The records below are to be repeated in full, exactly as they are.

^^^^^^^^^^^^^^^^

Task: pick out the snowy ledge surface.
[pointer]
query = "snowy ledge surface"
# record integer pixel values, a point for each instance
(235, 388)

^^^^^^^^^^^^^^^^

▶ **FINAL ANSWER**:
Task: pick out the snowy ledge surface.
[pointer]
query = "snowy ledge surface"
# record integer pixel values, a point for each instance
(235, 388)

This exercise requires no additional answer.